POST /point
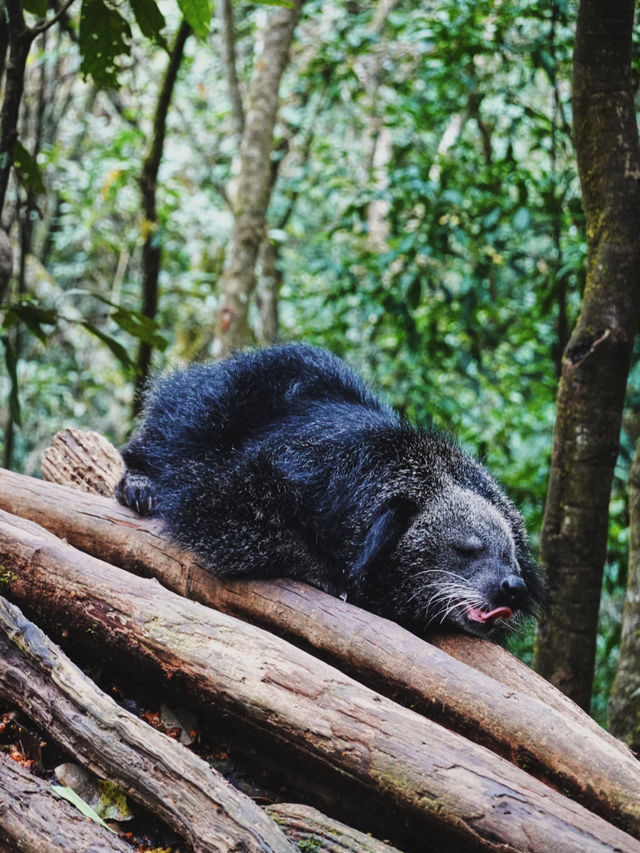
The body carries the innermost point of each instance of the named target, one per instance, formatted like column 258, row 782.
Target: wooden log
column 459, row 795
column 150, row 767
column 84, row 460
column 536, row 728
column 35, row 819
column 307, row 826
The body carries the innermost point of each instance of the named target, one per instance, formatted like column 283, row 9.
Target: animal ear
column 387, row 527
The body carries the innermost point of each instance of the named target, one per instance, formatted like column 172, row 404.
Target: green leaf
column 150, row 20
column 27, row 169
column 104, row 36
column 11, row 361
column 34, row 317
column 79, row 803
column 115, row 346
column 198, row 14
column 522, row 219
column 140, row 326
column 36, row 7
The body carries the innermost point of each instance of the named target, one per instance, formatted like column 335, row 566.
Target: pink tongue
column 489, row 615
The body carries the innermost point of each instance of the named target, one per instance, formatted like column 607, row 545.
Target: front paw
column 136, row 492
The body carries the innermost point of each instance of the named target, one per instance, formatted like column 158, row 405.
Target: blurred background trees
column 423, row 218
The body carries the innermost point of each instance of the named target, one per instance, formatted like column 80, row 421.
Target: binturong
column 282, row 463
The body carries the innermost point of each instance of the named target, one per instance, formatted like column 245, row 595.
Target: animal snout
column 513, row 589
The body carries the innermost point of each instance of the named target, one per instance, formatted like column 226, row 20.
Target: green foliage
column 150, row 20
column 36, row 7
column 27, row 169
column 104, row 37
column 198, row 14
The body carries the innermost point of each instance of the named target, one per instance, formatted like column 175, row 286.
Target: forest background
column 424, row 221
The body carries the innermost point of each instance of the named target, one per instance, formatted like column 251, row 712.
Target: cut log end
column 84, row 460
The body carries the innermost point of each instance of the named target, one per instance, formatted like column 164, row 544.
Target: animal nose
column 513, row 588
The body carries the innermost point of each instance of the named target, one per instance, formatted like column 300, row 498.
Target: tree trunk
column 237, row 284
column 34, row 819
column 311, row 830
column 229, row 51
column 597, row 358
column 381, row 755
column 150, row 767
column 152, row 246
column 545, row 732
column 20, row 38
column 624, row 704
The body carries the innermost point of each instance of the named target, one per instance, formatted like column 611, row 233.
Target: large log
column 152, row 768
column 306, row 825
column 523, row 719
column 34, row 819
column 457, row 794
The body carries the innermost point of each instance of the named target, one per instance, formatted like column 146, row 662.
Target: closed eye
column 468, row 548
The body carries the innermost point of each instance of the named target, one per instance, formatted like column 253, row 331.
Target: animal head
column 459, row 561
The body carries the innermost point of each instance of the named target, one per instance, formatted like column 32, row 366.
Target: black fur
column 281, row 462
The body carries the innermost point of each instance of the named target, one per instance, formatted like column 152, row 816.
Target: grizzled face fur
column 283, row 463
column 457, row 565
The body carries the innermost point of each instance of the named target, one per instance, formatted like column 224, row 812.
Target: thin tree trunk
column 237, row 284
column 152, row 247
column 20, row 38
column 229, row 50
column 596, row 361
column 624, row 704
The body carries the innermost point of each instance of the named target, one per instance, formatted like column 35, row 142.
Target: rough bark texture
column 306, row 825
column 36, row 820
column 382, row 755
column 596, row 361
column 20, row 41
column 624, row 705
column 237, row 284
column 546, row 732
column 84, row 460
column 6, row 263
column 229, row 51
column 152, row 768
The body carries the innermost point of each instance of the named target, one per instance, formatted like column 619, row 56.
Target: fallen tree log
column 150, row 767
column 457, row 794
column 536, row 728
column 33, row 818
column 309, row 826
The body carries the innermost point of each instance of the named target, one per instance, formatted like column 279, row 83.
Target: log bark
column 508, row 708
column 384, row 756
column 84, row 460
column 306, row 825
column 150, row 767
column 36, row 820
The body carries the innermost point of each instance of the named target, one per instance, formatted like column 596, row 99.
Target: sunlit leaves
column 198, row 14
column 150, row 20
column 36, row 7
column 27, row 169
column 104, row 38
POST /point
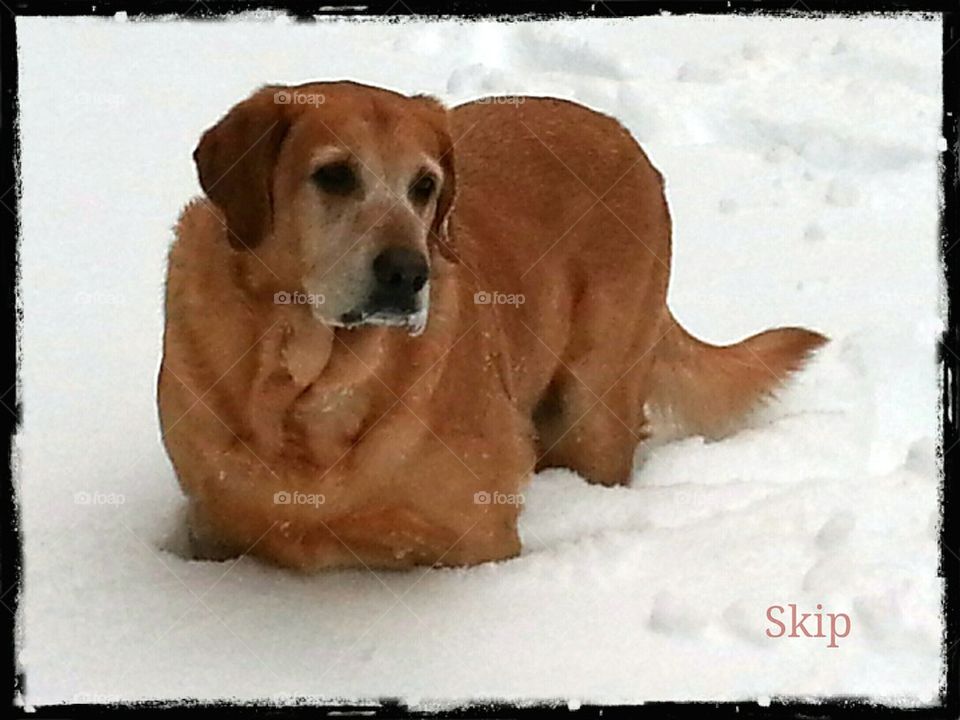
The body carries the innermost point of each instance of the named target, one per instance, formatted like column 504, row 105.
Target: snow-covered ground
column 801, row 162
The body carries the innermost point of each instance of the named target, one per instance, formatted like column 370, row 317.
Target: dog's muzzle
column 399, row 294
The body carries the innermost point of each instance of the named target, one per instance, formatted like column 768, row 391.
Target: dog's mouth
column 414, row 319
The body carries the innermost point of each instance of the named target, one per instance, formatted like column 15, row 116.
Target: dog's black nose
column 400, row 271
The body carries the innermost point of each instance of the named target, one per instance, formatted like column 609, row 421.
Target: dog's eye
column 422, row 189
column 336, row 178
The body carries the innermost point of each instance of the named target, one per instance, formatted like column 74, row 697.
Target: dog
column 385, row 315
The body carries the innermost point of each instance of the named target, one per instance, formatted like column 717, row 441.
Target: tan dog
column 388, row 315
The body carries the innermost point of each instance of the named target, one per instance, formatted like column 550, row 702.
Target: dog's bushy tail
column 703, row 389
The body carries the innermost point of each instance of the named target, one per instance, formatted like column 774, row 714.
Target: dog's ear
column 441, row 234
column 235, row 161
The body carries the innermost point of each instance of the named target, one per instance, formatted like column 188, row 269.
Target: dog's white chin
column 415, row 323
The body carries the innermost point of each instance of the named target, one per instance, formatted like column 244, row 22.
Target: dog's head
column 343, row 191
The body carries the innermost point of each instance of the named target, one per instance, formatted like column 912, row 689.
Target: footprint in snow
column 672, row 615
column 842, row 194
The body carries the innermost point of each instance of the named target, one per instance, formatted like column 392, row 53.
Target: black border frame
column 212, row 10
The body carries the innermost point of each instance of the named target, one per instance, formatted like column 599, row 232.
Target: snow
column 801, row 163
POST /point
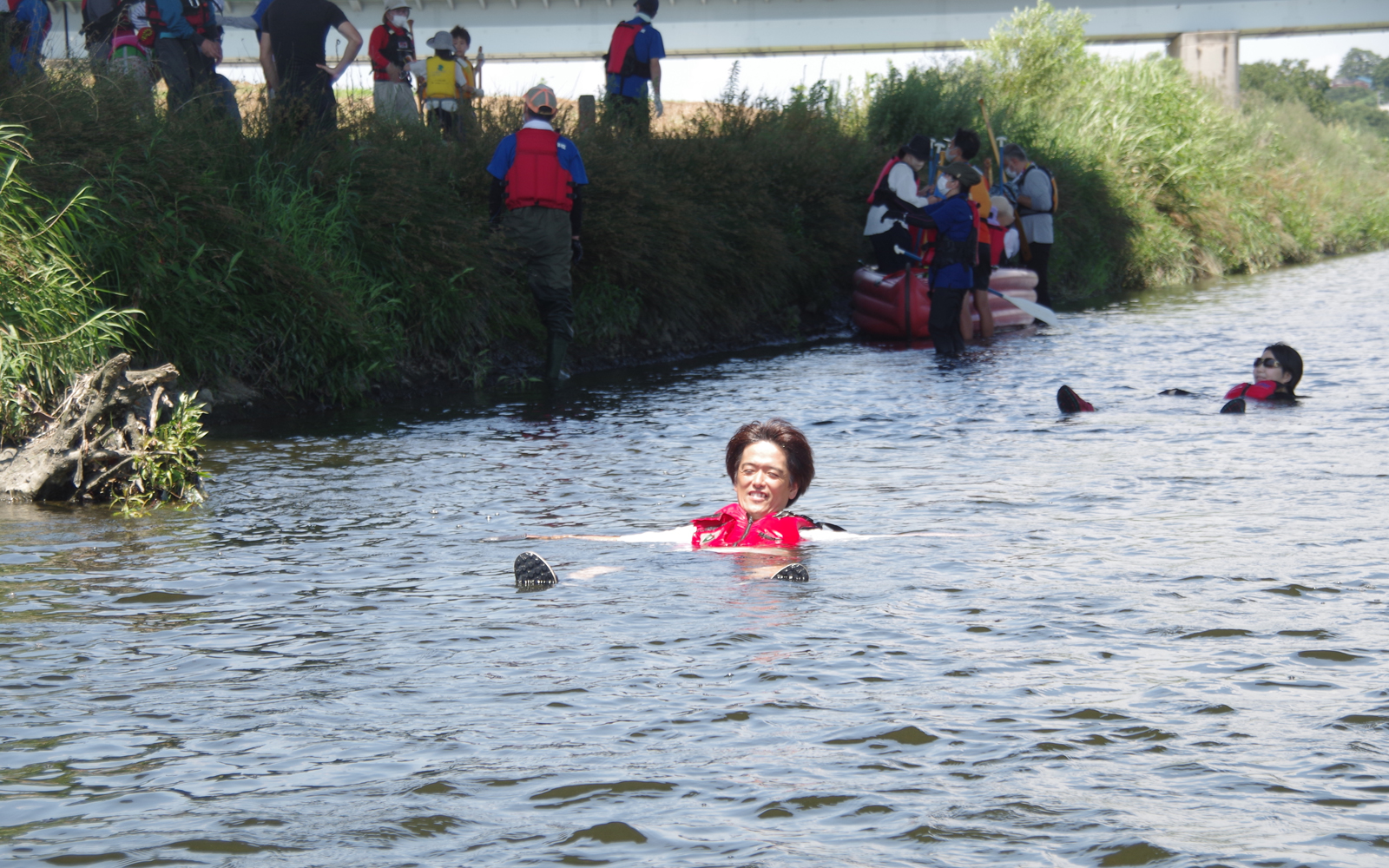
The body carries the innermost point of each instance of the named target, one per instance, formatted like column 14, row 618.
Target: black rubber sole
column 793, row 573
column 1067, row 400
column 531, row 571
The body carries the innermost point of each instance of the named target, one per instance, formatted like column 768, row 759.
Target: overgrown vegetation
column 319, row 274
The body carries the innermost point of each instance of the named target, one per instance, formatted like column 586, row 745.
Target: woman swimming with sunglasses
column 1277, row 374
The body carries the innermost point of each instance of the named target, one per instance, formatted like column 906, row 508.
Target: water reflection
column 1150, row 635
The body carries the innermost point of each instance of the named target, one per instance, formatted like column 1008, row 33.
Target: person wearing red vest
column 1277, row 372
column 391, row 50
column 537, row 184
column 634, row 62
column 770, row 465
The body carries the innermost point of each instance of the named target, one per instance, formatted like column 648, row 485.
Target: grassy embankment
column 314, row 274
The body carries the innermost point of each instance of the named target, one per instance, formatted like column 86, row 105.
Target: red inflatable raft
column 881, row 307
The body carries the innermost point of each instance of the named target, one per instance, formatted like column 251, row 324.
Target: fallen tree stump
column 89, row 448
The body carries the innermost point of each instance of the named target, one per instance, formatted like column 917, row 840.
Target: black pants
column 945, row 321
column 888, row 259
column 1041, row 257
column 184, row 69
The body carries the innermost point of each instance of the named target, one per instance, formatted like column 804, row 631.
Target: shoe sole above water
column 531, row 569
column 793, row 573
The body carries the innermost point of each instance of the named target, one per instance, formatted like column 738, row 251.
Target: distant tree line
column 1294, row 81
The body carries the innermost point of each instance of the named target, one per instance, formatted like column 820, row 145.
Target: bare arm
column 351, row 55
column 268, row 62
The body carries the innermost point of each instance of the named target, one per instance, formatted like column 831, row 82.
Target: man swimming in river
column 1277, row 374
column 771, row 465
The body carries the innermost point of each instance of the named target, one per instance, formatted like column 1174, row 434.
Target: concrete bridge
column 580, row 30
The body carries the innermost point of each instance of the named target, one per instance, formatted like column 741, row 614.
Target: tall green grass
column 53, row 321
column 319, row 271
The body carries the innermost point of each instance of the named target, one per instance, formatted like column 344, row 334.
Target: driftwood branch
column 94, row 435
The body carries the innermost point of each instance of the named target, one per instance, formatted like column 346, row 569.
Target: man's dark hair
column 800, row 460
column 969, row 143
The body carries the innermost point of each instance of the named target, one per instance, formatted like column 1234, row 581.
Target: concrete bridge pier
column 1210, row 57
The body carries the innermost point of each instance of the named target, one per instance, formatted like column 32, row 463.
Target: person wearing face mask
column 955, row 256
column 896, row 191
column 391, row 50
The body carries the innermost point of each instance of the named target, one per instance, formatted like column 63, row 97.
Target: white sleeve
column 675, row 535
column 903, row 182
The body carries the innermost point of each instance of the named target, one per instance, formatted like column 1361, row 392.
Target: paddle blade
column 1038, row 312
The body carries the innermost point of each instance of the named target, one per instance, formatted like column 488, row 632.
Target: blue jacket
column 953, row 220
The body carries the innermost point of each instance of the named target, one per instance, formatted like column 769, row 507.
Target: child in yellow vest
column 449, row 82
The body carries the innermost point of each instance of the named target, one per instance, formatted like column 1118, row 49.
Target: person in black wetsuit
column 1277, row 372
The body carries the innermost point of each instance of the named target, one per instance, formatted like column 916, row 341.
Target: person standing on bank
column 634, row 60
column 185, row 42
column 295, row 60
column 1037, row 205
column 537, row 196
column 963, row 149
column 449, row 82
column 956, row 253
column 896, row 191
column 391, row 50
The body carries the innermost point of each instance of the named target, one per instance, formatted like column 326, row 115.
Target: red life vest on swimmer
column 729, row 527
column 537, row 177
column 1261, row 391
column 622, row 57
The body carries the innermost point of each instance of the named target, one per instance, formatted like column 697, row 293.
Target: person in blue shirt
column 951, row 267
column 187, row 46
column 28, row 27
column 537, row 198
column 634, row 62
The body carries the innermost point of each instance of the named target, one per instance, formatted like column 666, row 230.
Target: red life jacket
column 1261, row 391
column 622, row 57
column 537, row 177
column 729, row 527
column 882, row 178
column 194, row 11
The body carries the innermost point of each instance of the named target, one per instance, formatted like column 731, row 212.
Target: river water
column 1153, row 635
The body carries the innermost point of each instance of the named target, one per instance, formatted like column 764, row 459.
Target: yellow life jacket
column 439, row 80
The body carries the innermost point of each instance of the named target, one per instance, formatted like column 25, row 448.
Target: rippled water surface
column 1153, row 635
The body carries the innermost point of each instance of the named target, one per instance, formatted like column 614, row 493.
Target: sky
column 701, row 80
column 705, row 78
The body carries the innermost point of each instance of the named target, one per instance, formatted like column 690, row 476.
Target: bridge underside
column 580, row 30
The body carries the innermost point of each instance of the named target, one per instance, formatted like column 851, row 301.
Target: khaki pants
column 395, row 102
column 543, row 238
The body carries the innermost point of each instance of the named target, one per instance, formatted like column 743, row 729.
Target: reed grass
column 321, row 270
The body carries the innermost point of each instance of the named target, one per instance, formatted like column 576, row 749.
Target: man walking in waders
column 632, row 62
column 537, row 196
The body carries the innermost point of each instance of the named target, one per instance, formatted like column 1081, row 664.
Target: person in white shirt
column 896, row 191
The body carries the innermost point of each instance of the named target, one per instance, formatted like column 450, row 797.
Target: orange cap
column 542, row 101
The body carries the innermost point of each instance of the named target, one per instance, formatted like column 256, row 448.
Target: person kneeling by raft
column 771, row 465
column 1277, row 374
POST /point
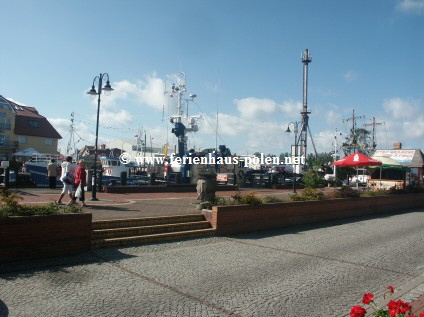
=-=-=-=-=
**EXERCISE BRIEF:**
Repeat the rows from the line containing "188, row 269." through the line containing "column 314, row 274", including both of those lines. Leave the pictures out of your answer.

**RESULT OF THE EXERCISE:**
The body carries the innermost point of each instance of the named target, one per instance, formatted like column 188, row 269.
Target: dog's white chin
column 415, row 323
The body carries the innermost point of each instance of the named target, one per instance, formatted like column 244, row 22.
Target: dog's head
column 343, row 191
The body carries the innermost point of each instance of the named target, one per instance, formatted like column 912, row 689.
Target: footprint in snow
column 672, row 615
column 842, row 194
The body carries the innermost point of each instance of the named target, one per instance, formatted like column 392, row 53.
Target: black border frame
column 212, row 10
The body carries the innermost point of each instance of the named target, one per instance, formatted like column 599, row 232.
Target: snow
column 801, row 163
POST /point
The body carries the innermost point of each instance of the named target, one per instance, formatted like column 14, row 618.
Target: black rubber sole
column 793, row 573
column 1067, row 400
column 531, row 571
The body carries the innermost point of each instance of the named target, one per instance, formatted like column 768, row 759.
Target: overgrown vegetation
column 319, row 274
The body carries the innermost point of each instance of the named target, one per instance, formatted like column 586, row 745.
Target: woman swimming with sunglasses
column 1277, row 374
The body carries the innermost point of each instance of the named target, one per instance, formatted like column 906, row 508.
Target: water reflection
column 1150, row 635
The body carries the innermost point of each instance of the named target, one per instance, formatted like column 1008, row 33.
Target: person wearing red vest
column 1277, row 372
column 391, row 50
column 537, row 184
column 634, row 62
column 770, row 465
The body carries the innermost point of each instance of the named target, one per instance, formatted like column 648, row 485.
Target: grassy embankment
column 314, row 274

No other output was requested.